▶ _Data shown_

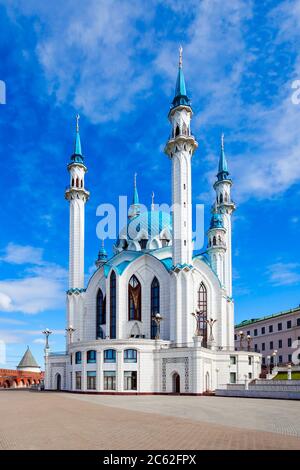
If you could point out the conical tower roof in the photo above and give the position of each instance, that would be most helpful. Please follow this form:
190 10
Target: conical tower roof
27 360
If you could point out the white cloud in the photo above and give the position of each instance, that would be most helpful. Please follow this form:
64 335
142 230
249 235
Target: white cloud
283 274
18 254
41 287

▶ _The task_
Every record above must be repeated exactly, with the pictures dropped.

▶ _Written answer_
If you could point out the conical tower roof in the photo above and give the position of each instance, that would be most helpful. Please follow this form:
190 10
Target: conical tower roof
27 360
If you could point out the white cloud in the photo above and give the position of each instance, that would be most helpful. Please follow this form:
64 335
142 230
249 235
Target: white cloud
283 274
18 254
41 287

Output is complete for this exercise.